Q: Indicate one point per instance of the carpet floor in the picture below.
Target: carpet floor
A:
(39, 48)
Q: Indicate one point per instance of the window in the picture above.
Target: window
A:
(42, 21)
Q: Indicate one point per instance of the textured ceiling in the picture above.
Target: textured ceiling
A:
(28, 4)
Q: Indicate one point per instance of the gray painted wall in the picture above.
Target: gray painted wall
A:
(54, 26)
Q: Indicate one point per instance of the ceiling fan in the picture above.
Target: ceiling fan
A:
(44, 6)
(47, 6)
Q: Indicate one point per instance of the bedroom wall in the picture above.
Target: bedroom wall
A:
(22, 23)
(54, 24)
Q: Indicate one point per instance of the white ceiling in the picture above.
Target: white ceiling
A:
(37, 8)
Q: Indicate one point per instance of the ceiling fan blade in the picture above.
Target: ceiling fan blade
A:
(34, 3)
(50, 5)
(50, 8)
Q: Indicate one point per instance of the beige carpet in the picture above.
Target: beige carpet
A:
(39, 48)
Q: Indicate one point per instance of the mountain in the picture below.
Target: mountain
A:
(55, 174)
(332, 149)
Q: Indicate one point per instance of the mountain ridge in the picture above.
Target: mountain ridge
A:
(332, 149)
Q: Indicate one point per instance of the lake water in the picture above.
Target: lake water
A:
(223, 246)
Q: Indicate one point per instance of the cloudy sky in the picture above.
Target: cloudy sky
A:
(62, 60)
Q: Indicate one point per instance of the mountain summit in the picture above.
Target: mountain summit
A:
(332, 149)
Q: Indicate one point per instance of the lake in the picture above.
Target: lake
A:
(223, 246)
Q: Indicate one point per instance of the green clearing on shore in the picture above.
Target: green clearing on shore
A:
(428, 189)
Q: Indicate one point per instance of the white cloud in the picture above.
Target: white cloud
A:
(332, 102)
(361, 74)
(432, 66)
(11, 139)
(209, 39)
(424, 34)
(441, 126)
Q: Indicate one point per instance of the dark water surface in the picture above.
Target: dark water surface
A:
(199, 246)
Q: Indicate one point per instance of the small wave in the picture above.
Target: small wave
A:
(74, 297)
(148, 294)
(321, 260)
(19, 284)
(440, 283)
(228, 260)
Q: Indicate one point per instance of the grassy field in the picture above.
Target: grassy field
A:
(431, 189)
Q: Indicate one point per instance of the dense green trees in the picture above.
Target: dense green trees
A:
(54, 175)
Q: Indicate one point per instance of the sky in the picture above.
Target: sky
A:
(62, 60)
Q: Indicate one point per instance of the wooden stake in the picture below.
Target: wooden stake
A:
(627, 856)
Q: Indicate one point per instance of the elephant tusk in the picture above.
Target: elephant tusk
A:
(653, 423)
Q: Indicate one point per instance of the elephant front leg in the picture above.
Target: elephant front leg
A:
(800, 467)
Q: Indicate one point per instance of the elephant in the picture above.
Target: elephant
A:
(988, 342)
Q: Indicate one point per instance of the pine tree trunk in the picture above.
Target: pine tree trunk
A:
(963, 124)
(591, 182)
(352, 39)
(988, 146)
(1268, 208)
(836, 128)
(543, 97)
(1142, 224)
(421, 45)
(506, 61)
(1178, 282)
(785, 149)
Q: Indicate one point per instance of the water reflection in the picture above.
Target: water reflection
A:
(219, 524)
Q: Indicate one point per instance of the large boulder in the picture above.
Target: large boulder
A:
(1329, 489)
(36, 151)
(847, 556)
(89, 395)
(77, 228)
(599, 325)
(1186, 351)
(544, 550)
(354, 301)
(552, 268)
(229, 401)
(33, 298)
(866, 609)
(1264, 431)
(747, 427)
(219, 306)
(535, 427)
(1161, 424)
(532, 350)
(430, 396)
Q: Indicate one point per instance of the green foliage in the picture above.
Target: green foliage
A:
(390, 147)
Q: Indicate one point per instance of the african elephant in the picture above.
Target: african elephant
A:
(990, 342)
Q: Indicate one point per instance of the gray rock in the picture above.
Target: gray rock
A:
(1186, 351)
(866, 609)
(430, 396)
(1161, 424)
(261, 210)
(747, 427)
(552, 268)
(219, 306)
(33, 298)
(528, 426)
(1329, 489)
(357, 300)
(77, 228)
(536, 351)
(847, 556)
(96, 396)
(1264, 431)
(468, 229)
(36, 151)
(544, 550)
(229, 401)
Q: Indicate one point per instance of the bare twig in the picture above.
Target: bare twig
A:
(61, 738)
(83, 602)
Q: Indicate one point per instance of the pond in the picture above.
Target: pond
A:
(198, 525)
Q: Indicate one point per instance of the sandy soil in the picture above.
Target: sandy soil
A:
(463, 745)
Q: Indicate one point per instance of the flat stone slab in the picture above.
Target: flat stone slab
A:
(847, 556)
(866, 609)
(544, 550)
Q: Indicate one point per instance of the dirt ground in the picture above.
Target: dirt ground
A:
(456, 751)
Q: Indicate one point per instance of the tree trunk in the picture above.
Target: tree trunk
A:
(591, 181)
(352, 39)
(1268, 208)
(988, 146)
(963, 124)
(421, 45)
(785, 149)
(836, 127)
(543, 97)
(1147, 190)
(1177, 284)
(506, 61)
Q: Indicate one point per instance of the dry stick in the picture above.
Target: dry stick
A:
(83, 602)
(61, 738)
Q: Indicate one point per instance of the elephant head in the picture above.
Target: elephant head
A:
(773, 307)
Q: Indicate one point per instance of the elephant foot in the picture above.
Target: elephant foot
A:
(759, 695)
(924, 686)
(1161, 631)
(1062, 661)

### Your task:
Can you copy the records above line for line, changing nothing?

### Task answer:
Q: Indicate one point per instance of the carpet floor in the picture below.
Target: carpet floor
A:
(39, 48)
Q: Indicate one point per instance of the window in the picture above.
Target: window
A:
(42, 21)
Q: Indicate one point per instance of the textured ceiling in the picture above.
Target: textured ceiling
A:
(28, 4)
Q: Indicate one point per instance of the gray painted wall in the picture above.
Target: gray painted wall
A:
(54, 26)
Q: Indicate one point per instance of the ceiling fan in the picture above.
Target: ceiling fan
A:
(44, 6)
(47, 6)
Q: Indicate one point per instance of the bedroom wall in the picture above.
Target: bedroom wall
A:
(22, 23)
(54, 24)
Q: Indicate one point per instance of the white ceiling in the picture above.
Target: white ceiling
A:
(37, 8)
Q: Indicate one point per instance of the ceiling fan blade in the picture above.
Target: ceiling fan blade
A:
(34, 3)
(50, 5)
(50, 8)
Q: Indicate one point per instance of the beige carpet in the picture above.
Target: beige carpet
A:
(39, 48)
Q: Indicate one point per instance of the mountain in the picture below.
Target: mountain
A:
(55, 174)
(332, 149)
Q: Indicate one point per instance of the mountain ridge in the picture above.
Target: mountain ridge
A:
(332, 149)
Q: Indicate one point per instance of the lake water in the picture above.
Target: lake water
A:
(223, 246)
Q: Indicate one point per instance of the cloudy sky in the picture above.
Target: cloudy sky
A:
(62, 60)
Q: Indicate one point per instance of the mountain summit in the picture above.
Target: mountain summit
A:
(332, 149)
Q: Indicate one point per instance of the lake in the picture above.
Target: lake
A:
(223, 246)
Q: Indicate one point per instance of the green clearing on shore in the picture above.
Target: green clearing on shore
A:
(428, 189)
Q: Indicate one point per instance of the white cloud in the picture above.
Target: white cloud
A:
(332, 102)
(361, 74)
(432, 66)
(11, 139)
(209, 39)
(424, 34)
(441, 126)
Q: Indicate one point per instance of the dark water surface in the picture above.
Target: dark water surface
A:
(199, 246)
Q: Indicate one point per instance of the small wave in the picture above.
Target: small wave
A:
(74, 297)
(148, 294)
(321, 260)
(19, 284)
(440, 283)
(228, 260)
Q: Indicate one point per instance of the grassy field in the picture above.
Target: grassy field
A:
(431, 189)
Q: Indicate one point per instance of the dense green trees in the picture above.
Target: dense green trees
A:
(54, 175)
Q: Indicate one point per instance of the sky in the picture above.
Target: sky
A:
(62, 60)
Q: Indicate one point per instance of the wooden stake in the picture below.
Target: wooden stake
A:
(627, 856)
Q: Indicate one point per instance of the elephant tusk in the picture above.
Target: elephant tusk
A:
(653, 423)
Q: Indicate one point per instance of the elephant front leg in the picture above.
Target: elephant front leg
A:
(800, 467)
Q: Indicate one point per instance of the elephant in the picture above.
Target: elephant
A:
(988, 342)
Q: Indicate one point per instance of the pine tree trunk in the picture above.
Target: pine tree trunk
A:
(963, 124)
(591, 182)
(352, 39)
(988, 146)
(1268, 208)
(836, 128)
(543, 97)
(1142, 224)
(421, 45)
(506, 61)
(1178, 282)
(785, 149)
Q: Indicate one point per instance of the water reflection in the picture above.
Target: water reflection
A:
(219, 524)
Q: Indicate one point per instance of the large boulder in the picture above.
Target: large boulder
A:
(1329, 489)
(36, 151)
(847, 556)
(89, 395)
(77, 228)
(599, 325)
(1186, 351)
(544, 550)
(354, 301)
(552, 268)
(229, 401)
(33, 298)
(866, 609)
(1264, 431)
(747, 427)
(219, 306)
(535, 427)
(1161, 424)
(532, 350)
(430, 396)
Q: Indicate one point per instance of the green foliage in the picture above.
Target: green foliage
A:
(390, 147)
Q: Indicate one point per instance of the african elephant in the picture above.
Target: african elephant
A:
(990, 342)
Q: Indicate one point per instance of the gray rock in the picture above.
Target: gray rock
A:
(1186, 351)
(866, 609)
(430, 396)
(1161, 424)
(261, 210)
(747, 427)
(552, 268)
(219, 306)
(33, 298)
(528, 426)
(1329, 489)
(357, 300)
(77, 228)
(536, 351)
(847, 556)
(96, 396)
(1264, 431)
(468, 229)
(36, 151)
(544, 550)
(229, 401)
Q: Indicate one point per instance of the bare twig in the picture above.
Target: bare twig
A:
(61, 738)
(83, 602)
Q: Indicate one point per instance of the pond in the picture above.
Target: pond
A:
(198, 525)
Q: Indicate one point per instance of the sandy soil in the picture above.
Target: sandy soil
A:
(463, 745)
Q: Indicate one point per instance of the flat stone slab in the picture above.
Target: flat stone slab
A:
(847, 556)
(866, 609)
(544, 550)
Q: Indicate one point per instance of the dirt ground in the picture above.
Target: dirt ground
A:
(456, 751)
Q: Indicate one point per instance of the tree trunk in the picture above.
Target: tree trunk
A:
(591, 181)
(352, 39)
(1268, 208)
(988, 146)
(963, 124)
(421, 45)
(785, 149)
(836, 127)
(543, 97)
(1147, 190)
(1177, 284)
(506, 61)
Q: Indicate one point per instance of the dry stick in the picture above.
Target: dry stick
A:
(83, 602)
(61, 738)
Q: Indicate one point per instance of the elephant head in the picture above.
Target: elephant head
A:
(773, 307)
Q: Indicate one point per instance of the elephant foot in the picture above.
Target: elephant foot
A:
(759, 695)
(924, 686)
(1161, 631)
(1062, 661)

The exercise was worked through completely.